This chapter contains three linked parables that explain why Jesus associates with sinners. The linkage is evident in the terms lost and found (vv. 6, 9, 24, 32) and rejoice and celebrate (vv. 6, 9, 24, 32; Stein 1992:400). All three parables end with similar statements (vv. 7, 10, 32). The theme of Jesus' association with sinners is key (5:29-32; 7:36-50; 19:1-10). The unit involves a "twin parable" typical of Luke (5:36-39; 14:28-32) followed by an elaborate parable of the type often called an example story (another example story is the parable of the good Samaritan in 10:25-37).
These parables introduce the importance of sinners for Jesus, and thus for disciples. The parable's drama is built on the tension of an attempt to find something that has been lost. Anyone who has lost anything or loses anything on a regular basis can identify with this tension. In our house it is keys and the remote control for the television that most often go AWOL. At such times an all-points bulletin sends my children on a hunt for what their absent-minded father has misplaced. When it is found, all are relieved. So in these parables with the sheep and the coin.
Jesus tells these parables to tax collectors and sinners. Thus the stories offer comfort, especially in the face of the Pharisees and scribes' grumbling that Jesus welcomes sinners and eats with them (compare 5:30, 37; 7:34, 39). The fact that tax collectors and sinners listen to Jesus while the leadership does not is a cultural reversal of expectation. Sometimes hearers are found in surprising places. The issue of listening to Jesus is a major one in Luke (5:1, 15; 6:17, 27, 47, 49; 7:29; 8:8-18, 21; 9:35; 10:16, 24, 39; 11:28, 31; L. T. Johnson 1991:235). To experience God's blessing, we need to listen to him.
Jesus begins with a pastoral scene that would have been familiar in Palestine. A shepherd had a hundred sheep--a count that would indicate he is modestly wealthy, since the average flock ranged from twenty to two hundred head (Jeremias 1972:133). Such flocks were an economic resource, since they provided wool and mutton. During the count as he gathers the sheep at day's end, the shepherd notices that one is missing. Jesus' original hearers probably assumed that the shepherd asks a neighbor to keep an eye on the ninety-nine so he can search for the missing sheep, though the story does not offer this detail. The sheep needs to be found; otherwise it may be permanently lost or attacked by hungry predators. It is risky to be a lost sheep.
The search proves fruitful: the shepherd finds the sheep and lifts it onto his shoulder to bring it home. (Compare Is 40:11; 49:22. Shepherd imagery in the Old Testament is rich--see Ps 23; Jer 31:10-14; especially Ezek 34:11-16; Mic 5:1-4; in the New Testament see Jn 10:11-12.) Given the possibility that the sheep could have been devoured, the shepherd rejoices at finding it.

## Data extract
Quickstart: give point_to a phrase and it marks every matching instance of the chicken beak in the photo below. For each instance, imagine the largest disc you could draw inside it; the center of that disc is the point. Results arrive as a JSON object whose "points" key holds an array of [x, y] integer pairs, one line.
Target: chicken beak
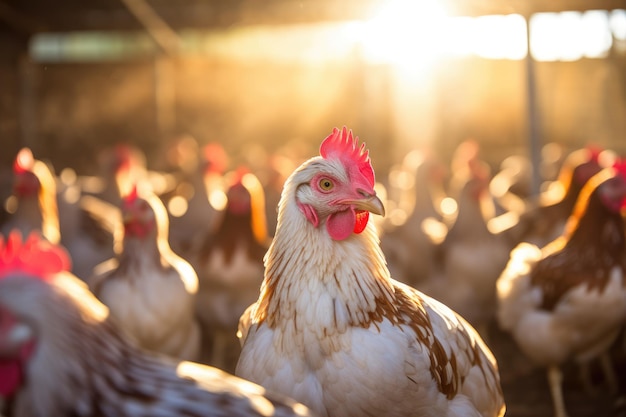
{"points": [[370, 203]]}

## Requirements
a. Reproduce the passage of the parables commentary starting with "This chapter contains" and going on through "Samaritan in 10:25-37).".
b. Which scholarly works does the parables commentary cite by author and year?
The material plays no part in what you need to do.

## Responses
a.
This chapter contains three linked parables that explain why Jesus associates with sinners. The linkage is evident in the terms lost and found (vv. 6, 9, 24, 32) and rejoice and celebrate (vv. 6, 9, 24, 32; Stein 1992:400). All three parables end with similar statements (vv. 7, 10, 32). The theme of Jesus' association with sinners is key (5:29-32; 7:36-50; 19:1-10). The unit involves a "twin parable" typical of Luke (5:36-39; 14:28-32) followed by an elaborate parable of the type often called an example story (another example story is the parable of the good Samaritan in 10:25-37).

b.
Stein 1992
L. T. Johnson 1991
Jeremias 1972